Position identification records
-- begin --
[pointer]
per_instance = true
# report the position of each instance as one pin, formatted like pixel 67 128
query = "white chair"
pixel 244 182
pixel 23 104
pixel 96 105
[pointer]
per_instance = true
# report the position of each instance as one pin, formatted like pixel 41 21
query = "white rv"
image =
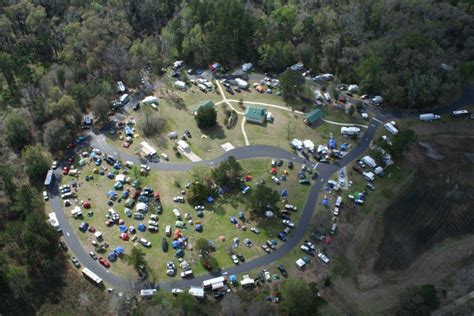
pixel 350 131
pixel 428 117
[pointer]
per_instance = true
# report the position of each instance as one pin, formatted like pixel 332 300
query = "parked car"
pixel 75 262
pixel 248 242
pixel 267 275
pixel 63 245
pixel 276 180
pixel 178 199
pixel 255 230
pixel 282 236
pixel 266 248
pixel 104 262
pixel 144 242
pixel 323 257
pixel 235 260
pixel 282 270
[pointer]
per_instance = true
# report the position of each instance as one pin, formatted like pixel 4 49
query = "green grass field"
pixel 207 143
pixel 215 221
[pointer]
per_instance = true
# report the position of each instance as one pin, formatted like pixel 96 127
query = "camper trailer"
pixel 428 117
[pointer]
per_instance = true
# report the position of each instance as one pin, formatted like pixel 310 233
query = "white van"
pixel 333 229
pixel 186 274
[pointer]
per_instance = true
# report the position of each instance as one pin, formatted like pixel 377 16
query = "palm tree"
pixel 136 259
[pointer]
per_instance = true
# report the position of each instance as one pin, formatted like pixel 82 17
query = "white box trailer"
pixel 350 130
pixel 92 276
pixel 428 117
pixel 212 282
pixel 53 221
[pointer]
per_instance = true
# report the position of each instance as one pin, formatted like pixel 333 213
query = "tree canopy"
pixel 206 117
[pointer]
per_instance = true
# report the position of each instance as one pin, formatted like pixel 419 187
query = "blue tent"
pixel 141 227
pixel 112 194
pixel 112 256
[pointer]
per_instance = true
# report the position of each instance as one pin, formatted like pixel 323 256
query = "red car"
pixel 104 262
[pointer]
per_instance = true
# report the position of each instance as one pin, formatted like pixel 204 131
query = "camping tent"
pixel 124 236
pixel 119 250
pixel 141 207
pixel 112 194
pixel 112 256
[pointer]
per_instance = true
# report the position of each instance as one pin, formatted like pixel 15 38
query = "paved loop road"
pixel 254 151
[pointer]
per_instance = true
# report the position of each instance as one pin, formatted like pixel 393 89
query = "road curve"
pixel 254 151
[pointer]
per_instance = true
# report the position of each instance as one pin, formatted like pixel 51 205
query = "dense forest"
pixel 60 58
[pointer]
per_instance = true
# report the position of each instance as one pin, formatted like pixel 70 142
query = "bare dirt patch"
pixel 423 237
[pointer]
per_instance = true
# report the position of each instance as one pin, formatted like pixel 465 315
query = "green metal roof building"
pixel 202 105
pixel 311 117
pixel 255 114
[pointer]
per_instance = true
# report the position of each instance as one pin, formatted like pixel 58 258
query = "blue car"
pixel 84 226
-- end --
Task details ▸ Copy the records word for word, leaving no picture in the copy.

Finished exercise ▸
[pointer]
per_instance = true
# report the position of each instance as one pin, formatted like pixel 67 128
query = "white chair"
pixel 244 182
pixel 23 104
pixel 96 105
[pointer]
per_instance = true
# report the position of each instance as one pin, formatted like pixel 41 21
query = "white rv"
image =
pixel 350 131
pixel 428 117
[pointer]
per_instance = true
# report the position of each instance as one pin, formatted like pixel 332 300
query = "parked car"
pixel 75 262
pixel 248 242
pixel 267 275
pixel 63 245
pixel 276 180
pixel 178 199
pixel 255 230
pixel 282 236
pixel 266 248
pixel 104 262
pixel 144 242
pixel 323 257
pixel 235 260
pixel 282 270
[pointer]
per_instance = true
# report the position of each instance as one pin, formatted like pixel 4 49
query = "green grass field"
pixel 207 143
pixel 215 221
[pointer]
per_instance = true
# report the position of each instance as one pin, formatted like pixel 96 127
query = "camper trailer"
pixel 428 117
[pointer]
per_instance = true
# report the position of each instance as one pin, formatted like pixel 310 233
query = "white van"
pixel 333 229
pixel 186 274
[pointer]
per_instance = true
# report the position of each instance as one pin, formatted like pixel 377 16
query = "palm tree"
pixel 136 259
[pointer]
per_instance = true
# report the position of each instance as one pin, formatted like pixel 82 17
query = "white box trailer"
pixel 350 130
pixel 92 276
pixel 428 117
pixel 212 282
pixel 53 221
[pointer]
per_instance = true
# report the position of each instance as one pin, formatted like pixel 333 213
query = "tree canopy"
pixel 206 117
[pointer]
per_instance = true
# report the position of each instance as one pin, formatted like pixel 419 187
query = "blue tent"
pixel 141 227
pixel 112 194
pixel 112 256
[pointer]
per_instance = true
# report the position of each instance as one pin, formatted like pixel 323 256
query = "red car"
pixel 104 262
[pointer]
per_instance = true
# report the position of each instance as one pin, formatted like pixel 204 131
query = "camping tent"
pixel 124 236
pixel 119 250
pixel 141 207
pixel 112 194
pixel 112 256
[pointer]
per_instance = true
# report the position of each instance as one pin, formatted like pixel 15 38
query = "paved loop road"
pixel 254 151
[pointer]
per_instance = true
# report the position of each instance as one pin, formatted like pixel 393 89
query = "road curve"
pixel 254 151
[pointer]
per_instance = true
# report the position of each instance as one pin, formatted like pixel 51 205
query = "dense forest"
pixel 60 58
[pointer]
per_instance = true
# report the position of each instance as one pin, formatted like pixel 70 142
query = "bare dirt patch"
pixel 423 237
[pointer]
per_instance = true
# report the position of each instance as one pin, formatted like pixel 465 315
query = "green metal roof building"
pixel 202 105
pixel 311 117
pixel 255 114
[pointer]
per_instance = true
# report the position of each instance as one pin, formatted like pixel 58 258
query = "blue car"
pixel 84 226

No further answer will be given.